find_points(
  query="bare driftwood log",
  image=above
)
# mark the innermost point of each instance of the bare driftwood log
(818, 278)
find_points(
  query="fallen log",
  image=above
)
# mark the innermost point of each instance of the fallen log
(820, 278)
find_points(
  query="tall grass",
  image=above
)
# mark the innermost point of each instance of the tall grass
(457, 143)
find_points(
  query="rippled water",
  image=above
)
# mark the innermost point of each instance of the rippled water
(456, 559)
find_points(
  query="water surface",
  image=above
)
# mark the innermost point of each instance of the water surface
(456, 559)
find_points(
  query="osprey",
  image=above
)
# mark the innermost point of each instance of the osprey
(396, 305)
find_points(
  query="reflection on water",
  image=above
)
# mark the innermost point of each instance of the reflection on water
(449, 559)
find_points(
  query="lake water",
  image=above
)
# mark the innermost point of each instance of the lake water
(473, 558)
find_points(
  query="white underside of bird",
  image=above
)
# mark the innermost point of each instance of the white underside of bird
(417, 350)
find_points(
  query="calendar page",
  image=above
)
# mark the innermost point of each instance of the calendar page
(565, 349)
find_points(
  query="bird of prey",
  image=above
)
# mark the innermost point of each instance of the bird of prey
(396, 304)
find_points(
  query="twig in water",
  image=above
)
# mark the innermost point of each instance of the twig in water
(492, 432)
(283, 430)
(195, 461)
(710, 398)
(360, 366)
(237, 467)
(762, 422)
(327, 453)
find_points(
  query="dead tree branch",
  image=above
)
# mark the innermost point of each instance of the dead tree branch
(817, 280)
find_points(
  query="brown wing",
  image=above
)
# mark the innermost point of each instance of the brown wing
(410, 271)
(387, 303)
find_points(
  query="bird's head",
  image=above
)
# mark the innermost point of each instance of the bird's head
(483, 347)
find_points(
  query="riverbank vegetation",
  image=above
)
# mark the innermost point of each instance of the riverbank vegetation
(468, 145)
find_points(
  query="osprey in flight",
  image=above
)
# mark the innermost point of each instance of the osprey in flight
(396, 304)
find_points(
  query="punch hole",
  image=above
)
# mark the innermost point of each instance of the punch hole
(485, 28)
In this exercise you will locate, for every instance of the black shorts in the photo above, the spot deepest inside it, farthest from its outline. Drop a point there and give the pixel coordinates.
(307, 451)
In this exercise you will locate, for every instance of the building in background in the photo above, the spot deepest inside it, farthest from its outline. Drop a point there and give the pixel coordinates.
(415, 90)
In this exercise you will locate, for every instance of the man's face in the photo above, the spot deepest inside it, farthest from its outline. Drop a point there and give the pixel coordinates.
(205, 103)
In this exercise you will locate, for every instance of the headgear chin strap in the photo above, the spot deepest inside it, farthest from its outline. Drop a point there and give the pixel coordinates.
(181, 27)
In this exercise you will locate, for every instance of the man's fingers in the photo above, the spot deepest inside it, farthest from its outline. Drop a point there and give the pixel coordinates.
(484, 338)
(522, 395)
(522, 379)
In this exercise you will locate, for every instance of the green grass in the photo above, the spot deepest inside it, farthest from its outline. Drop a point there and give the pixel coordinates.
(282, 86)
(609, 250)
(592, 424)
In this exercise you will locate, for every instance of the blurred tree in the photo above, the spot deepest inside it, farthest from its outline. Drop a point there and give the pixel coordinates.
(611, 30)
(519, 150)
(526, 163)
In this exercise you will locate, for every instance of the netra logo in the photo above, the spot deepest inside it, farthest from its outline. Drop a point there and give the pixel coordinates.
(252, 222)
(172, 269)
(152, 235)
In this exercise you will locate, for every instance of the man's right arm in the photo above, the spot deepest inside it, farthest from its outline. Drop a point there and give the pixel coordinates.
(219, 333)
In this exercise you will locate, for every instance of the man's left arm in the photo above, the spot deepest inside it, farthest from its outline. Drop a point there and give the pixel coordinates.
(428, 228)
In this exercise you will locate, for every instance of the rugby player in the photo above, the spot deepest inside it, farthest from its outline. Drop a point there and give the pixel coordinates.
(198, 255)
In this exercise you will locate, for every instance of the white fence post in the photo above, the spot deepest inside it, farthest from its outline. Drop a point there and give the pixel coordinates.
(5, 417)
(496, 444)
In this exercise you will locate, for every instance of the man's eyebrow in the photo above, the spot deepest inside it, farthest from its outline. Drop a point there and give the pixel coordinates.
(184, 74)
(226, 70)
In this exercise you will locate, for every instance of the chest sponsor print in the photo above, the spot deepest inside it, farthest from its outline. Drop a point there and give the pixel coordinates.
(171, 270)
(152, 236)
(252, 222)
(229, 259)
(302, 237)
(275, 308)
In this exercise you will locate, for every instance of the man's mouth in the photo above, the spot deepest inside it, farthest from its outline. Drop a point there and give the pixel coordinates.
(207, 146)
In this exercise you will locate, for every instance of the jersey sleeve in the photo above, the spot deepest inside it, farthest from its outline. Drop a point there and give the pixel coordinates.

Directions for this task: Repeat the data exactly as it was given above.

Answer to this problem:
find_points(
  query="bare driftwood log",
  image=above
)
# mark the innermost point of each instance of the bare driftwood log
(818, 278)
find_points(
  query="fallen log",
  image=above
)
# mark the innermost point of each instance of the fallen log
(820, 278)
find_points(
  query="tall grass",
  image=above
)
# mark the innermost point of each instance of the tall grass
(457, 143)
find_points(
  query="rippled water",
  image=above
)
# mark the innermost point of each instance of the rippled water
(456, 559)
find_points(
  query="water surface",
  image=above
)
# mark the innermost point of each instance of the water surface
(456, 559)
find_points(
  query="osprey",
  image=above
)
# mark the innermost point of each instance of the osprey
(396, 305)
find_points(
  query="reflection on water",
  image=above
)
# mark the innermost point of each instance of the reflection on water
(449, 559)
find_points(
  query="lake water",
  image=above
)
# mark the innermost point of each instance of the lake water
(473, 558)
find_points(
  query="white underside of bird",
  image=above
)
# mark the innermost point of each instance of the white underside of bird
(417, 350)
find_points(
  query="calendar page",
  image=above
)
# mark the innermost point of each instance of the calendar page
(565, 349)
find_points(
  query="bird of prey",
  image=above
)
# mark the innermost point of each instance of the bird of prey
(396, 304)
find_points(
  query="twig in water",
  image=above
)
# mark the innermost point of each instance of the twig in water
(492, 432)
(283, 430)
(195, 461)
(710, 398)
(360, 366)
(237, 467)
(762, 422)
(327, 453)
find_points(
  query="dead tree branch",
  image=above
)
# mark the innermost point of each instance of the dead tree branch
(817, 280)
find_points(
  query="brown wing",
  image=above
)
# mark the innermost point of each instance of the brown wing
(410, 271)
(387, 303)
find_points(
  query="bird's head",
  image=above
)
# mark the innermost point of each instance of the bird's head
(483, 347)
find_points(
  query="riverbank vegetation",
  image=above
)
# mark the innermost point of each instance of the riverbank vegetation
(468, 145)
find_points(
  query="osprey in flight",
  image=above
)
# mark the innermost point of each instance of the osprey in flight
(396, 304)
find_points(
  query="punch hole",
  image=above
)
# mark the innermost point of each instance of the punch hole
(485, 28)
In this exercise you will locate, for every instance of the black shorts in the photo above, the spot deepest inside it, farthest from its outline. Drop a point there and give the pixel coordinates.
(307, 451)
In this exercise you will locate, for every instance of the building in background in the photo above, the spot deepest inside it, farthest from its outline. Drop a point there and give the pixel coordinates.
(415, 90)
In this exercise you will locate, for every instance of the man's face in the photo above, the spot deepest inside it, farthest from its outline. Drop a point there and give the pixel coordinates.
(205, 103)
In this exercise you will locate, for every instance of the headgear chin strap in the photo above, the spot deepest inside it, farthest from its outline. Drop a point there and give the pixel coordinates.
(181, 27)
In this exercise you will locate, for every instance of the man's fingers in the photo above, the spot deepest inside it, farthest from its outline. Drop a point there and give the pixel coordinates.
(484, 338)
(522, 395)
(522, 379)
In this exercise you will locate, for every instance of the green grass in the photo above, the spot deepest inside it, farthest from its outline. Drop a point there and give the pixel coordinates.
(282, 86)
(609, 250)
(592, 424)
In this exercise you will locate, for every instance of the blurred tree in the photo above, the spot deepest inside it, farthest from its outline. Drop a point there and give the pixel coordinates.
(611, 30)
(519, 150)
(526, 163)
In this exercise you will locate, for every instance of the netra logo in the photo above, the spot deepest inside it, farthest from its outline. Drop a point there and give the pixel coordinates.
(252, 222)
(172, 269)
(152, 235)
In this exercise you will locate, for every instance of the man's right arm in the photo above, the spot deepest inside it, farthest from its outline. Drop a point there and give the pixel coordinates.
(219, 333)
In this exercise you will locate, for every instance of the man's left arm in the photo above, the spot deepest inside it, farthest from its outline. Drop a point there and give the pixel coordinates.
(428, 228)
In this exercise you will locate, for every instance of the rugby player in the photo above, the spot deepest inside it, farthest from its outline. Drop a point there and give the pixel coordinates.
(198, 255)
In this exercise you will locate, for every instance of the white fence post in the photo above, the spot deepest inside it, farthest from its outline. Drop a point there and give the pixel coordinates.
(5, 417)
(496, 444)
In this exercise you will locate, for every instance of the man's eyebrow in the photo above, the spot deepest inside it, farthest from its outline. Drop a point there and give the pixel coordinates.
(184, 74)
(226, 70)
In this exercise you will locate, for every instance of the chest sponsor print in the photo above, the spot deepest inside it, farthest from its outline. Drop a point there and give the pixel coordinates.
(171, 270)
(152, 236)
(252, 222)
(229, 259)
(302, 237)
(275, 308)
In this exercise you will locate, for every instance of the man's mouth in the photo above, the spot deepest inside it, farthest from its outline. Drop a point there and give the pixel coordinates.
(207, 146)
In this exercise you will locate, for every instance of the jersey sleeve in the photo above, the spot deepest inside it, farthest from its outline. Drop a point there and give the pixel coordinates.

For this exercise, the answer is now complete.